-- START OF Excerpted text --

Apache Hive — SQL on Hadoop

CS 6500 — Week 7, Session 1

Week 6 Recap + Assignment 2

Quick recap: Spark DataFrames & SQL

  • DataFrames = distributed tables with schema
  • Spark SQL: spark.sql("SELECT ...") on registered views
  • Query optimizer (Catalyst) handles physical planning

The Data Warehousing Problem

Why can't we just use a relational database?

Traditional RDBMS Hadoop
Scale GBs–TBs TBs–PBs
Cost Expensive hardware Commodity clusters
Users DBAs / developers Data analysts (SQL!)
Access pattern OLTP (row-level) OLAP (batch scans)

The gap: Analysts know SQL. HDFS is a filesystem. Who bridges them?

What Is Apache Hive?

"SQL on Hadoop" — brings the data warehouse to HDFS

  • Translates HiveQL (SQL dialect) → MapReduce / Tez / Spark jobs
  • Created at Facebook (2007) to let analysts query petabytes without writing Java
  • Now a core Apache project

HiveQL is mostly standard SQL:

SELECT category, SUM(price * quantity) AS revenue
FROM transactions
GROUP BY category
ORDER BY revenue DESC;

This runs as a distributed job across the cluster.

Hive vs. Traditional RDBMS

Feature RDBMS Hive
Query language SQL HiveQL (SQL-like)
Data size GBs–TBs TBs–PBs
Latency Milliseconds Seconds–minutes
Updates Row-level ACID Append-mostly
Use case OLTP OLAP / analytics
Storage Local disk HDFS

Rule of thumb: If it fits in Postgres, use Postgres. If it's terabytes of append-only logs, use Hive.

Hive vs. Spark SQL

Hive Spark SQL
Best for Batch ETL, warehousing Interactive analysis, iteration
Latency Higher (MapReduce/Tez) Lower (in-memory)
Metastore Manages it Reads it
ACID Yes (v3.0+) Limited
ML integration No MLlib, pandas UDFs

Key insight: They share the same metastore. Spark SQL reads "Hive tables" constantly in production.

Hive Architecture

Client (Beeline / JDBC / Thrift)
         │
         ▼
    ┌─────────────────────────────┐
    │          Driver             │
    │ Parser → Planner → Optimizer│
    └──────────┬──────────────────┘
               │
    ┌──────────▼──────────┐
    │    Metastore        │  ← Schema, partitions, locations
    │  (MySQL / Postgres) │
    └─────────────────────┘
               │
    ┌──────────▼──────────┐
    │ Execution Engine    │  MapReduce | Tez | Spark
    └──────────┬──────────┘
               │
              HDFS

The Hive Metastore — What It Stores

A relational database (MySQL/Postgres) that knows everything about your tables

Category What's stored
Schema Table names, column names, data types
Partitions Partition keys + their HDFS directories
Location HDFS path for each table's data
SerDe Serializer/Deserializer class (how rows are parsed)

-- END OF Excerpted text --

[What is asked]
• 1. In the Hive lecture slides, where and in what year was Hive created?
• 2. Say whether each statement agrees with the Hive lecture slides, answering yes or no and quoting the words that decide it: (a) The Hive metastore is a relational database such as MySQL or Postgres. (b) Hive has lower latency than Spark SQL. (c) For data that fits in Postgres, the slides recommend Hive.

-- START OF Source material --

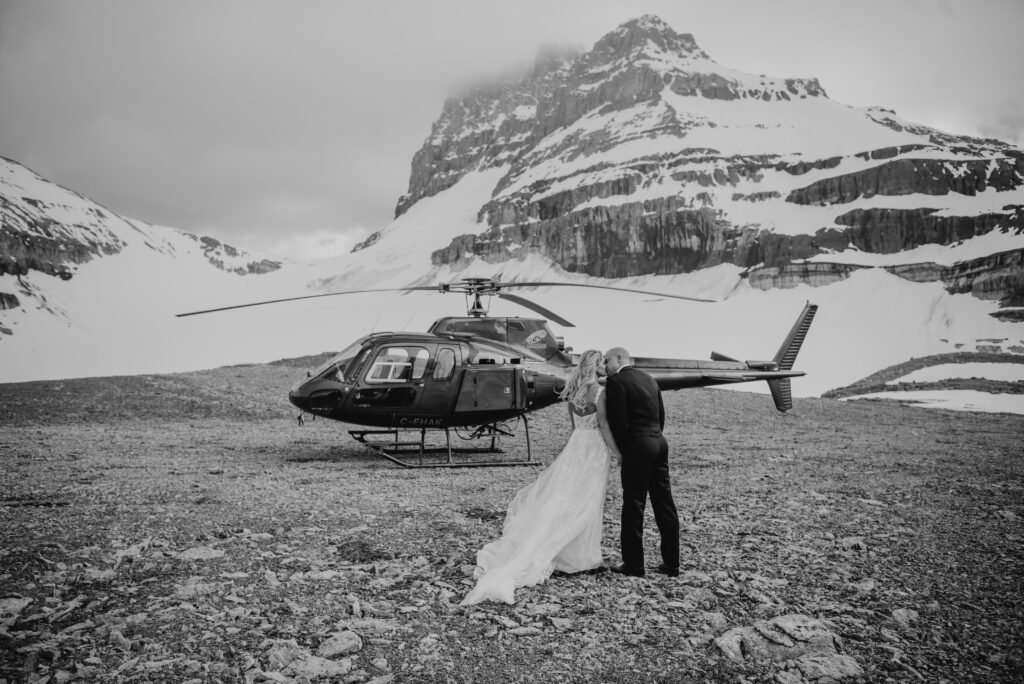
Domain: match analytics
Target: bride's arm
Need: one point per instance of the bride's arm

-- END OF Source material --

[The solutions]
• 1. At Facebook, in 2007.

• 2.
(a) Yes: "A relational database (MySQL/Postgres) that knows everything about your tables"
(b) No: "Higher (MapReduce/Tez)"
(c) No: "If it fits in Postgres, use Postgres."